## Problem statement
Rewrite the rows below so that "segmenter" becomes "annotator" everywhere it appears, with every other character left unchanged.
######
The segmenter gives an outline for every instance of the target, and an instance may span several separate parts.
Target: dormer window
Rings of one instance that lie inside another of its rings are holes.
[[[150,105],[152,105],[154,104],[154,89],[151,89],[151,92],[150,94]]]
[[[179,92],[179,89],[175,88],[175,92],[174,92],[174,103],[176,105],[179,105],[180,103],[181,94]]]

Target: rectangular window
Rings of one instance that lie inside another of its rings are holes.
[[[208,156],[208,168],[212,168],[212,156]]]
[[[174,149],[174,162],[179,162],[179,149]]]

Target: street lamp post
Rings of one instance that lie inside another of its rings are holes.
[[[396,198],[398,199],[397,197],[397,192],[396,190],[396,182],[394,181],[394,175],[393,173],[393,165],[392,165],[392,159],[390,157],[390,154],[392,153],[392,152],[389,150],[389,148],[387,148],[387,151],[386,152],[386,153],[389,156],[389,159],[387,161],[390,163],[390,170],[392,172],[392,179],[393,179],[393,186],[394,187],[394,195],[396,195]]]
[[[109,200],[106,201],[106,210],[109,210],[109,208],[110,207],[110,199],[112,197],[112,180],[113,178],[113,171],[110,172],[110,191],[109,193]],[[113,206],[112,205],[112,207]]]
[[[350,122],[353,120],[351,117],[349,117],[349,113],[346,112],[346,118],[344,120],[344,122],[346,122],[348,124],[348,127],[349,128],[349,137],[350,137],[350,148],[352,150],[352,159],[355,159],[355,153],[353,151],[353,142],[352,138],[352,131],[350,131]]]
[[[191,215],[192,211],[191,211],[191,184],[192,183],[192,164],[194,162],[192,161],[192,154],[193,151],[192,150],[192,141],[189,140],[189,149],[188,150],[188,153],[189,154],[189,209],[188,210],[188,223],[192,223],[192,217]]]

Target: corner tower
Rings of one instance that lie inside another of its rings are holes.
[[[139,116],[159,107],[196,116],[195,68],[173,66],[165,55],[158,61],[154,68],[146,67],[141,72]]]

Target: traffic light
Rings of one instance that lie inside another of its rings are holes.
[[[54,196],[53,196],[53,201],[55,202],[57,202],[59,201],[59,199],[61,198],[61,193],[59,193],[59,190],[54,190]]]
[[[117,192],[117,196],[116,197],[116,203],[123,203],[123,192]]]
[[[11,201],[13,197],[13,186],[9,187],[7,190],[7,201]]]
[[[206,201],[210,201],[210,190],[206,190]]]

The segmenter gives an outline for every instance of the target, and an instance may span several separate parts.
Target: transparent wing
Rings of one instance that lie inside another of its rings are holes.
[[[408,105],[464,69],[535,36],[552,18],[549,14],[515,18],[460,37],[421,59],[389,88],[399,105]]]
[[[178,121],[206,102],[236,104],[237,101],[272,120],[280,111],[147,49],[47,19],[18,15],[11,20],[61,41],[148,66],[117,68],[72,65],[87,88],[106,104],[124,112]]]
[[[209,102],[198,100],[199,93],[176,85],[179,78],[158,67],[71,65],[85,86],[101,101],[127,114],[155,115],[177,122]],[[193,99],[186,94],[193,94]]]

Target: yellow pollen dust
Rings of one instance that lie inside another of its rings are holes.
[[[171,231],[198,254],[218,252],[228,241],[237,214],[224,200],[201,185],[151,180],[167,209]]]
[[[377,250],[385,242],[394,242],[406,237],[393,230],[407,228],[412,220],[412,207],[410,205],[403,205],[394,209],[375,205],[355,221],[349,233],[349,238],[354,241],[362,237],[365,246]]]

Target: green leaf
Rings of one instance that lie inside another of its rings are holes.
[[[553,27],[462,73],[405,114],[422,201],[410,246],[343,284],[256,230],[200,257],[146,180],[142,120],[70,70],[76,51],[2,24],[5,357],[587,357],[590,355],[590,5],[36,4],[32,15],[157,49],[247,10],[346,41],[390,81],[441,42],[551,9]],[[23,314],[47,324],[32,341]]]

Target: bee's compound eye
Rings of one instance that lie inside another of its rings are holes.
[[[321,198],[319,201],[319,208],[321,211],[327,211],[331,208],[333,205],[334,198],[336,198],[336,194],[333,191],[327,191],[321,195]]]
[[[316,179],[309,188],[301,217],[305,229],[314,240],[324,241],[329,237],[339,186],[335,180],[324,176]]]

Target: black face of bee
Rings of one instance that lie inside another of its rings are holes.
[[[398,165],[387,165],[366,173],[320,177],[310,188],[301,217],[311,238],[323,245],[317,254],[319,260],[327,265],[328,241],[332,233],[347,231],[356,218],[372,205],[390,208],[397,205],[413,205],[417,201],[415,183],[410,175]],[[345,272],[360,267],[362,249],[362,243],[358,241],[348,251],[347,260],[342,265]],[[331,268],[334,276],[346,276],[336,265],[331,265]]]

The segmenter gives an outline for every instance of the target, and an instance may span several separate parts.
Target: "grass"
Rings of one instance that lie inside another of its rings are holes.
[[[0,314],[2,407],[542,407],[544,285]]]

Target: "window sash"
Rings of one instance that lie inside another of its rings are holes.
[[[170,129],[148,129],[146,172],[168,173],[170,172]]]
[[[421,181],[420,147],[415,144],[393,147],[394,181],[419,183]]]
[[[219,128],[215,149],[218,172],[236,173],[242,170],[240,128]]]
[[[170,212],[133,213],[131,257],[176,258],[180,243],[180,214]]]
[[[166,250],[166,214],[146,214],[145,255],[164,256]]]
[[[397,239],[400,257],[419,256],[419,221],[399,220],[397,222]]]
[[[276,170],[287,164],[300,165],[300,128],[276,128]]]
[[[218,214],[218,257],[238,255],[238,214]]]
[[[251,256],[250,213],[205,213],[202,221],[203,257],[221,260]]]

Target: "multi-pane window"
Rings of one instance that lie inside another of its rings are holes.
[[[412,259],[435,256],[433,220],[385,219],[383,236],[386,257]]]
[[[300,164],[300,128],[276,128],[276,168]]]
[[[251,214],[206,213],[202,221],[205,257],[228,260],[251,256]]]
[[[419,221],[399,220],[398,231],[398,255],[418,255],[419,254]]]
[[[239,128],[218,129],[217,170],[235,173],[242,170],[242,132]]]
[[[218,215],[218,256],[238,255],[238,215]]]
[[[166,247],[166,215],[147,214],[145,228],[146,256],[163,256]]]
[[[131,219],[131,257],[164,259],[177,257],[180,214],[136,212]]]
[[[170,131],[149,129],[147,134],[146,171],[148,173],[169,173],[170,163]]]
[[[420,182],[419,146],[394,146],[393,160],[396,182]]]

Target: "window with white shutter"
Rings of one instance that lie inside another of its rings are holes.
######
## Response to the exercise
The annotator gives an outline for every instance of the target, and an instance may span several separate parts.
Target: dormer window
Rings of one instance that lie inside another of its rings are holes.
[[[150,105],[152,105],[154,104],[154,89],[151,89],[151,92],[150,94]]]
[[[179,92],[179,89],[175,88],[175,92],[174,92],[174,103],[176,105],[179,105],[180,103],[181,94]]]

Target: rectangular window
Rings of one instance that lie inside another of its rings are holes.
[[[208,156],[208,168],[212,168],[212,156]]]
[[[174,149],[174,162],[179,162],[179,149]]]

Target: street lamp post
Rings of one instance that lie inside another of its rings are holes.
[[[396,198],[398,199],[397,197],[397,192],[396,190],[396,182],[394,181],[394,175],[393,173],[393,165],[392,165],[392,159],[390,157],[390,154],[392,153],[392,152],[389,150],[389,148],[387,148],[387,151],[386,152],[386,153],[389,156],[389,159],[387,161],[390,163],[390,170],[392,172],[392,179],[393,179],[393,186],[394,187],[394,195],[396,195]]]
[[[109,200],[106,201],[106,210],[109,210],[109,208],[110,207],[110,199],[112,197],[112,180],[113,178],[113,171],[110,172],[110,191],[109,193]],[[113,206],[112,205],[112,207]]]
[[[350,122],[353,120],[351,117],[349,117],[349,113],[346,112],[346,118],[344,120],[344,122],[346,122],[348,124],[348,127],[349,128],[349,137],[350,137],[350,148],[352,150],[352,159],[355,159],[355,153],[353,151],[353,142],[352,138],[352,131],[350,131]]]
[[[191,215],[192,211],[191,211],[191,184],[192,183],[192,164],[194,162],[192,161],[192,154],[193,151],[192,150],[192,141],[189,140],[189,149],[188,150],[188,153],[189,154],[189,209],[188,210],[188,223],[192,223],[192,217]]]

Target: corner tower
Rings of one instance that lie inside another of its rings are holes.
[[[139,116],[159,107],[196,116],[195,68],[173,66],[165,55],[158,61],[154,68],[146,67],[141,72]]]

Target: traffic light
Rings of one instance that lie inside another of its rings are holes.
[[[54,196],[53,196],[53,201],[55,202],[57,202],[59,201],[59,199],[61,198],[61,193],[59,193],[59,190],[54,190]]]
[[[117,192],[117,196],[116,197],[116,203],[123,203],[123,192]]]
[[[11,201],[13,197],[13,186],[9,187],[7,190],[7,201]]]
[[[206,201],[210,201],[210,190],[206,190]]]

The annotator gives an outline for every instance of the target, and an instance may span several separate parts.
Target: transparent wing
Rings of one instance that lie inside another of its rings are holes.
[[[408,105],[464,69],[535,36],[552,18],[549,14],[515,18],[460,37],[421,59],[389,88],[399,105]]]
[[[178,121],[206,102],[236,104],[237,101],[272,120],[280,111],[147,49],[47,19],[18,15],[11,20],[61,41],[148,66],[117,68],[72,65],[87,88],[106,104],[124,112]]]
[[[209,102],[198,100],[199,93],[176,85],[179,78],[158,67],[71,65],[85,86],[101,101],[127,114],[155,115],[177,122]],[[193,99],[186,94],[193,94]]]

Target: yellow pollen dust
Rings of one instance that lie inside another of its rings are holes.
[[[171,231],[198,254],[218,252],[228,241],[237,214],[224,200],[201,185],[151,180],[167,209]]]
[[[377,250],[385,242],[394,242],[406,237],[393,230],[407,228],[412,220],[412,207],[410,205],[403,205],[394,209],[375,205],[355,221],[349,233],[349,238],[354,241],[362,237],[365,246]]]

Target: green leaf
Rings of one instance that lie inside another of its rings are holes.
[[[553,27],[462,73],[405,114],[422,201],[410,246],[343,284],[256,230],[200,257],[146,180],[142,120],[70,70],[76,51],[2,24],[5,357],[587,357],[590,355],[590,5],[36,4],[32,15],[157,49],[247,10],[346,41],[390,81],[441,42],[551,9]],[[23,314],[47,324],[32,341]]]

Target: bee's compound eye
Rings of one instance that lie inside another of its rings are holes.
[[[321,198],[319,201],[319,208],[321,211],[327,211],[331,208],[333,205],[334,198],[336,198],[336,194],[333,191],[327,191],[321,195]]]
[[[316,179],[309,188],[301,217],[305,229],[314,240],[324,241],[329,237],[339,186],[335,180],[324,176]]]

Target: black face of bee
Rings of one instance that lie inside another of its rings are holes.
[[[398,165],[387,165],[366,173],[320,177],[310,188],[301,217],[311,238],[323,245],[317,254],[319,260],[327,265],[328,241],[332,233],[347,231],[356,218],[372,205],[390,208],[397,205],[413,205],[417,201],[415,183],[410,175]],[[345,272],[360,267],[362,249],[362,243],[358,241],[348,251],[347,260],[342,265]],[[331,268],[334,276],[346,276],[336,265],[331,265]]]

The annotator gives an outline for every instance of the target, and an instance may span several separate parts.
Target: "grass"
Rings of one instance that lie inside another of its rings are holes.
[[[0,314],[2,407],[542,407],[544,285]]]

Target: "window sash"
Rings of one instance that lie inside another of its rings are holes.
[[[170,129],[148,129],[146,172],[168,173],[170,172]]]
[[[421,181],[420,147],[415,144],[393,147],[394,181],[419,183]]]
[[[219,128],[215,149],[218,172],[236,173],[242,170],[240,128]]]
[[[170,212],[133,213],[131,257],[176,258],[180,243],[180,214]]]
[[[166,250],[166,214],[146,214],[145,255],[164,256]]]
[[[397,239],[400,257],[419,256],[419,221],[399,220],[397,222]]]
[[[276,170],[287,164],[300,165],[300,128],[276,128]]]
[[[218,214],[218,257],[238,255],[238,214]]]
[[[251,256],[250,213],[205,213],[202,221],[203,257],[221,260]]]

Target: "multi-pane window"
Rings of one instance that lie inside another of its rings are holes.
[[[412,259],[435,256],[433,220],[385,219],[383,236],[386,257]]]
[[[300,164],[300,128],[276,128],[276,168]]]
[[[251,214],[206,213],[202,221],[205,257],[228,260],[251,256]]]
[[[419,221],[399,220],[398,231],[398,255],[418,255],[419,254]]]
[[[239,128],[218,129],[217,170],[235,173],[242,170],[242,132]]]
[[[218,215],[218,256],[238,255],[238,215]]]
[[[166,247],[166,215],[147,214],[145,228],[146,256],[163,256]]]
[[[131,219],[131,257],[164,259],[177,257],[180,214],[136,212]]]
[[[170,131],[149,129],[147,134],[146,171],[148,173],[169,173],[170,163]]]
[[[420,182],[419,146],[394,146],[393,160],[396,182]]]

Target: "window with white shutter"
Rings of one instance that lie inside another of its rings are holes.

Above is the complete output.